## Tareas por realizar
- a) Reproduzca sin alteraciones el pasaje del fragmento sobre el Bicentenario que empieza en las palabras "Desde luego, no" y concluye con "todas demasiado iguales.".
- b) Presente como lista numerada únicamente las líneas del listado comprendidas entre su inicio y la línea que contiene "[(69, 130), (124, 114), (111, 100)]", incluida esta, y omita las líneas en blanco.

Por eso a lo largo de los últimos doscientos años millones de argentinos y argentinas padecimos el calor y los fuegos del infierno más de una vez. Pero nunca perdimos la inexcusable conciencia de que si el cielo y el día, la luz y la esperanza, se construyen de noche, y muchas veces con frío y aguaceros, es así como se renueva el sol cada vez, para que lo apreciemos, después, gozosos de la belleza del amanecer.

El Bicentenario es una extraordinaria oportunidad para reflexionar sobre esta relación entre cultura y desarrollo, entre intelectualidad y política. Relación que —lo subrayo— ya en los 27 años de democracia que llevamos le ha permitido a la Argentina mostrar lo mejor de sí misma. En la literatura sobre todo, pero también en la música, el cine, el teatro, el ballet, se han alcanzado niveles de creatividad extraordinarios, quizás no comparables en todo el continente, ni con otras épocas, y se han exportado y paseado por Europa y las Américas, con millones de admiradores e imitadores.

Entonces la otra pregunta es: si esa creatividad continúa y nos llena de orgullo, ¿por qué no tiene equivalencia en el campo de la sociabilidad y el entendimiento nacionales? ¿Por qué el desencuentro, el odio, el golpismo tenaz que fomenta la otra, más pequeña mitad del país?

Desde luego, no hablo en nombre más que de mí mismo, yo no represento a nadie. Pero puedo asegurar, con absoluta responsabilidad, que conozco mi país hasta en sus más remotos rincones y he visto y veo, y escucho y padezco, la obscena y miserable subvida de millones de compatriotas, de todas las etnias, víctimas de dirigencias que hoy se acusan ferozmente entre ellas pero son, y no dejaré de decirlo, desdichadamente y todavía, todas demasiado iguales.

Por eso sería bueno, y es necesario y urgente, reconocer que el durísimo, inadmisible presente socio-cultural de la Argentina es el resultado de políticas perversas que se aplicaron y es urgente revertir, lo cual implica exigir a las autoridades, pero también a la variopinta y feroz oposición que padecemos, la aplicación de urgentes y reparadoras políticas de estado.

Registros extraídos de una colección:
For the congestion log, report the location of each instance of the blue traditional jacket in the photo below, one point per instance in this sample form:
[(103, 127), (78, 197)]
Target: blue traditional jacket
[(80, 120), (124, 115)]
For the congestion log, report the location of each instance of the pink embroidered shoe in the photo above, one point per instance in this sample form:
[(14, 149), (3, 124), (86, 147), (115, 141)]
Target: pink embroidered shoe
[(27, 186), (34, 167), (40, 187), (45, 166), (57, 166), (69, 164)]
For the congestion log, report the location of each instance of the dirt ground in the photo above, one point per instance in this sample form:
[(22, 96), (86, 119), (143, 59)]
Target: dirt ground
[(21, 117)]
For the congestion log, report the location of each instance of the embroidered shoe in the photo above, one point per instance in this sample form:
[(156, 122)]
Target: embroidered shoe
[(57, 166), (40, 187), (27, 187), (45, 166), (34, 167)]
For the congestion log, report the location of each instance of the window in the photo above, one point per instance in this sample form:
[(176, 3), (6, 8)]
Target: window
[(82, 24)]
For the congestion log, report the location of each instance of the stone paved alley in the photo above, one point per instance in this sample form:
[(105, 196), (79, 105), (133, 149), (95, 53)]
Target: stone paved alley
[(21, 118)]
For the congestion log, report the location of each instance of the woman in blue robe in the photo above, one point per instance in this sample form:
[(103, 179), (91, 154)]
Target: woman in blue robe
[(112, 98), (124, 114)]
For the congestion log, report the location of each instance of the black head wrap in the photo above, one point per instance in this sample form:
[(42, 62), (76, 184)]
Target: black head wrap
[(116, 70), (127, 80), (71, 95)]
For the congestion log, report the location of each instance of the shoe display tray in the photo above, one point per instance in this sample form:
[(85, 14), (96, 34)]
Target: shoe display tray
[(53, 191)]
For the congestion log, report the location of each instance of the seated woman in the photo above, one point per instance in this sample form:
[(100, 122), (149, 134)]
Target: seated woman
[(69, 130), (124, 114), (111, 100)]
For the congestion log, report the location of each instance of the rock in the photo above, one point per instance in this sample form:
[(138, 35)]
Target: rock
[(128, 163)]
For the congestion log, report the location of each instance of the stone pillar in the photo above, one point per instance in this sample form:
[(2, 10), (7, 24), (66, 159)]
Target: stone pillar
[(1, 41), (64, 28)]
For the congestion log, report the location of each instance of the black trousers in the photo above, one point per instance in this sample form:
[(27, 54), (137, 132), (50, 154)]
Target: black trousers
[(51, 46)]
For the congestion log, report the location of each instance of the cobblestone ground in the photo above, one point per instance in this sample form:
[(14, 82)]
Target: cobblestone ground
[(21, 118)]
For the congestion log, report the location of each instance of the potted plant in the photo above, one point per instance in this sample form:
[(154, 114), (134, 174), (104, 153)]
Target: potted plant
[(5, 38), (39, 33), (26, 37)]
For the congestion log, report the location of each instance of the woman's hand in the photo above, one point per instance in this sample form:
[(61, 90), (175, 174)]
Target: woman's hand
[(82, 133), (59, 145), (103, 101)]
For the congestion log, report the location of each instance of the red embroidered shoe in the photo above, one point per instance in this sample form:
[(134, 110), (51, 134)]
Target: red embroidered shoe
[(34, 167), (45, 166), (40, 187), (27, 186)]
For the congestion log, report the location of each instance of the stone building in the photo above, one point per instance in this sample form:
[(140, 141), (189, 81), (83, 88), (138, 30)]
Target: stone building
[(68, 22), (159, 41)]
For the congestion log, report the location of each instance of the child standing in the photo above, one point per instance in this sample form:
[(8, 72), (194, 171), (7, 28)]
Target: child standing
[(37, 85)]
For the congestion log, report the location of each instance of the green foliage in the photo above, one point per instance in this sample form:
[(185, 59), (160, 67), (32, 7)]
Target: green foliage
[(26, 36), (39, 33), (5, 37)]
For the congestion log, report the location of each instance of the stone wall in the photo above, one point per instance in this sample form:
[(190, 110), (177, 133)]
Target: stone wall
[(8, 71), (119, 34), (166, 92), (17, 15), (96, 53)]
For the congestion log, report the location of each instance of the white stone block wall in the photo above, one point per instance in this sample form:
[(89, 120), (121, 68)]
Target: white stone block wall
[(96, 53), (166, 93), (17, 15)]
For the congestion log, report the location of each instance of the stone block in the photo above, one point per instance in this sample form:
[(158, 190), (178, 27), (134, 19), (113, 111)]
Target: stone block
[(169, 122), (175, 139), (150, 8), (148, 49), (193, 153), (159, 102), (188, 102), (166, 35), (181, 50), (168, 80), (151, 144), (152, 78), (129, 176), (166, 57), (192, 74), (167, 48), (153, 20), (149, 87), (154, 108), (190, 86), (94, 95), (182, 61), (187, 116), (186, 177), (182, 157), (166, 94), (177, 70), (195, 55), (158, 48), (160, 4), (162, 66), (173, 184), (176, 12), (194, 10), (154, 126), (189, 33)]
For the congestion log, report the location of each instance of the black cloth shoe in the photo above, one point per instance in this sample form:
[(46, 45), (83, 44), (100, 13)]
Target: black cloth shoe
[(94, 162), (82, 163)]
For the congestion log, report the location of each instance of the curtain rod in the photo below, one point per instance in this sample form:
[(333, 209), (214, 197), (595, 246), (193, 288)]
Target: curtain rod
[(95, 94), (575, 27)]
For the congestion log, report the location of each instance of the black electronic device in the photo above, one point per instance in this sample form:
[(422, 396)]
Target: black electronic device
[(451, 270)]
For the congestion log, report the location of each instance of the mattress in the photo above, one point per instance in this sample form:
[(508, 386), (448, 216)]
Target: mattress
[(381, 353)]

## Respuestas dadas
- a)
Desde luego, no hablo en nombre más que de mí mismo, yo no represento a nadie. Pero puedo asegurar, con absoluta responsabilidad, que conozco mi país hasta en sus más remotos rincones y he visto y veo, y escucho y padezco, la obscena y miserable subvida de millones de compatriotas, de todas las etnias, víctimas de dirigencias que hoy se acusan ferozmente entre ellas pero son, y no dejaré de decirlo, desdichadamente y todavía, todas demasiado iguales.

- b)
1. For the congestion log, report the location of each instance of the blue traditional jacket in the photo below, one point per instance in this sample form:
2. [(103, 127), (78, 197)]
3. Target: blue traditional jacket
4. [(80, 120), (124, 115)]
5. For the congestion log, report the location of each instance of the pink embroidered shoe in the photo above, one point per instance in this sample form:
6. [(14, 149), (3, 124), (86, 147), (115, 141)]
7. Target: pink embroidered shoe
8. [(27, 186), (34, 167), (40, 187), (45, 166), (57, 166), (69, 164)]
9. For the congestion log, report the location of each instance of the dirt ground in the photo above, one point per instance in this sample form:
10. [(22, 96), (86, 119), (143, 59)]
11. Target: dirt ground
12. [(21, 117)]
13. For the congestion log, report the location of each instance of the embroidered shoe in the photo above, one point per instance in this sample form:
14. [(156, 122)]
15. Target: embroidered shoe
16. [(57, 166), (40, 187), (27, 187), (45, 166), (34, 167)]
17. For the congestion log, report the location of each instance of the window in the photo above, one point per instance in this sample form:
18. [(176, 3), (6, 8)]
19. Target: window
20. [(82, 24)]
21. For the congestion log, report the location of each instance of the stone paved alley in the photo above, one point per instance in this sample form:
22. [(105, 196), (79, 105), (133, 149), (95, 53)]
23. Target: stone paved alley
24. [(21, 118)]
25. For the congestion log, report the location of each instance of the woman in blue robe in the photo above, one point per instance in this sample form:
26. [(103, 179), (91, 154)]
27. Target: woman in blue robe
28. [(112, 98), (124, 114)]
29. For the congestion log, report the location of each instance of the black head wrap in the photo above, one point per instance in this sample form:
30. [(42, 62), (76, 184)]
31. Target: black head wrap
32. [(116, 70), (127, 80), (71, 95)]
33. For the congestion log, report the location of each instance of the shoe display tray in the photo above, one point per instance in this sample form:
34. [(85, 14), (96, 34)]
35. Target: shoe display tray
36. [(53, 191)]
37. For the congestion log, report the location of each instance of the seated woman in the photo above, one point per instance in this sample form:
38. [(100, 122), (149, 134)]
39. Target: seated woman
40. [(69, 130), (124, 114), (111, 100)]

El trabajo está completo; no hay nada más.